──────── Data excerpts

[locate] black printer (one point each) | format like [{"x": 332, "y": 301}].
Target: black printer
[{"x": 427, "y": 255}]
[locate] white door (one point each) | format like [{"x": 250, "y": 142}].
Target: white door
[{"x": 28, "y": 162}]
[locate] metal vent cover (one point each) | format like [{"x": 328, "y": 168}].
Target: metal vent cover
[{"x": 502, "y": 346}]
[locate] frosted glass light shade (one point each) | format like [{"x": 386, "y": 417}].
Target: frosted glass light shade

────────────────

Please determine how many lines in the entries contain the word "format" and answer with the number alone.

**Solution to the exercise:**
4